§ EXERCISE BRIEF: What is needed here is an exact copy of all the entries below.

Point localization data

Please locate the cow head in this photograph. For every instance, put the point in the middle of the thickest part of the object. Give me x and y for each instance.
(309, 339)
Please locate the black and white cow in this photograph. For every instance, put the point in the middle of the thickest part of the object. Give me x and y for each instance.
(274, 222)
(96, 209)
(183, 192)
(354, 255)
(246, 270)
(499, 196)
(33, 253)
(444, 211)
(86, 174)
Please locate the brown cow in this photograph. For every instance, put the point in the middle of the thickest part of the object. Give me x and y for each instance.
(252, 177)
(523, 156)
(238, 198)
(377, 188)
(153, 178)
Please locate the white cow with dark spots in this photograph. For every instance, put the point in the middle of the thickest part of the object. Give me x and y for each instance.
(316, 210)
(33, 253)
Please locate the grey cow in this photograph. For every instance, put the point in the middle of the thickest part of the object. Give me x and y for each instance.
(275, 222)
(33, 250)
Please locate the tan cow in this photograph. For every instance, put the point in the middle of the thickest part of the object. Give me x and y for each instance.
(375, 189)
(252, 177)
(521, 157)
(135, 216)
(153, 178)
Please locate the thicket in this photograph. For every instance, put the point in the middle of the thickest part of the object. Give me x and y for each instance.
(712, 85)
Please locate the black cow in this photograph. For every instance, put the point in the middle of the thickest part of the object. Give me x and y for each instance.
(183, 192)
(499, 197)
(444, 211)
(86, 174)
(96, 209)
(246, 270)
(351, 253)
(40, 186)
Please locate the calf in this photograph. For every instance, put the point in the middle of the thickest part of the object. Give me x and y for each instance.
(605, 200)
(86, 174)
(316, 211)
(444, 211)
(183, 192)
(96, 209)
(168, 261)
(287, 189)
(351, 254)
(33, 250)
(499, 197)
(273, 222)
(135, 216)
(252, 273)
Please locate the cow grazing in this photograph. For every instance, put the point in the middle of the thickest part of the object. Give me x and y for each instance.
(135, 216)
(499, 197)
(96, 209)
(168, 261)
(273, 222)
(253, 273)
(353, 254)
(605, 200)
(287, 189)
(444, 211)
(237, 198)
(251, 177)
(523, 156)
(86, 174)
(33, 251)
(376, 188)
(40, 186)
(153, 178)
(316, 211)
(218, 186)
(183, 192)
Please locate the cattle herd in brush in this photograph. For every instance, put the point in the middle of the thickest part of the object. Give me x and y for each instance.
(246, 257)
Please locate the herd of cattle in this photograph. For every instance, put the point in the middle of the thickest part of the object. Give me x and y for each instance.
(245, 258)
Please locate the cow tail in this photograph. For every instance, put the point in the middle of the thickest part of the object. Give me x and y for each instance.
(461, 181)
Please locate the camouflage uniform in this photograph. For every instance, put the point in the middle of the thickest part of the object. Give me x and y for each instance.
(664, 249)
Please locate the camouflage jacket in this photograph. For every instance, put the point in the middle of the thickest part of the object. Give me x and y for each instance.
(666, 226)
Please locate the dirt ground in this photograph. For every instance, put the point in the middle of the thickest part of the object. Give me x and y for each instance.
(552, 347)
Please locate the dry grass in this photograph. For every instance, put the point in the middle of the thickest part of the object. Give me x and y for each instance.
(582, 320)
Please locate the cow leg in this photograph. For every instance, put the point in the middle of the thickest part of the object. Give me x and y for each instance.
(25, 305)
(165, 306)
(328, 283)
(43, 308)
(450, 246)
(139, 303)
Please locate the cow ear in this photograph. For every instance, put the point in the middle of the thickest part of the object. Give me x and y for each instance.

§ TASK ANSWER:
Please locate the cow head in this photograph. For every instance, put the point in the middle of the thickest part of the object. Give me x and y for each instance.
(309, 339)
Please locate the black and white cow in this photograph. For every instance, put the point in the middle of the thickest part of the object. Give me x and y for each instance.
(274, 222)
(96, 209)
(183, 192)
(354, 255)
(246, 270)
(499, 196)
(33, 253)
(444, 211)
(86, 174)
Please locate the brown cow in this photograph. For every instance, put the point in the middle of the thickest part of the object. Give me x and y for each instance.
(252, 177)
(523, 156)
(238, 198)
(377, 188)
(153, 178)
Please locate the white cow with dark spots in this photograph. For every instance, put the point in the middle of the thickest part of the object. Give me x and y for each instance.
(316, 210)
(33, 253)
Please locate the grey cow in this photograph. For every instance, put the point in the middle of the thickest part of the object. Give me x and y for each instance.
(275, 222)
(33, 250)
Please locate the tan cow in this photograph. For every instance, put the point in the middle of the thickest part of the object. Give me x and y for each instance.
(375, 189)
(252, 177)
(521, 157)
(135, 216)
(153, 178)
Please locate the thicket in this photograph. For every instance, put the point in the middle of the thickest part of the object. Give me x and y for each instance.
(712, 85)
Please locate the black cow in this photograph. For every instance, put the point in the middle of the thickest part of the object. Give me x and y for each instance.
(183, 192)
(499, 197)
(444, 211)
(86, 174)
(96, 209)
(246, 270)
(351, 253)
(40, 186)
Please locate the calf in this photograph. For every instance, put the point in the middle of the thickest part of the object. Give me x and y for each instance.
(605, 200)
(86, 174)
(316, 211)
(444, 211)
(183, 192)
(96, 209)
(168, 261)
(287, 189)
(351, 254)
(33, 250)
(499, 197)
(273, 222)
(135, 216)
(252, 273)
Please locate the cow grazing in this photograph. For every instance, put the point in the middle of the thickest part of the object. Give me x and y for each instance.
(135, 216)
(499, 197)
(96, 209)
(168, 261)
(273, 222)
(253, 273)
(353, 254)
(605, 200)
(287, 189)
(444, 211)
(237, 198)
(251, 177)
(523, 156)
(86, 174)
(33, 251)
(376, 188)
(40, 186)
(153, 178)
(316, 211)
(218, 186)
(183, 192)
Please locate the cattle herd in brush in this photograph. For every instance, put the point in the middle of the thickest part of the object. Give me x and y for each instance.
(246, 257)
Please locate the herd of cattle in this photograph. For every instance, put the point in the middle of the thickest part of the object. Give me x and y for each instance.
(245, 258)
Please locate the cow tail in this photograph. For every instance, put the point in the middle of the thickest part of the object. Give me x and y for each instance.
(461, 181)
Please locate the camouflage uniform in this photograph. For every instance, put the point in the middle of the thickest part of the object. Give me x and y for each instance.
(664, 249)
Please locate the camouflage jacket in this photograph. For every instance, put the point in the middle of the thickest part of the object. Give me x and y for each instance.
(666, 226)
Please locate the dirt ground in this photograph. For every instance, put the point in the middle of the thickest part of the object. Give me x and y for each instance.
(552, 347)
Please locate the dry grass in this photograph. For every instance, put the point in the middle of the thickest part of the object. Give me x and y for each instance.
(582, 320)
Please locate the cow leg in this photograph. For every instance, put the point in the middle of the thickest part of the object. Give me x and y for each instance.
(25, 305)
(165, 306)
(328, 283)
(43, 308)
(450, 246)
(139, 303)
Please locate the cow ear in this photograph. For every instance, put the point in the middle of the thickest part of the object. Give me x and y for each instance.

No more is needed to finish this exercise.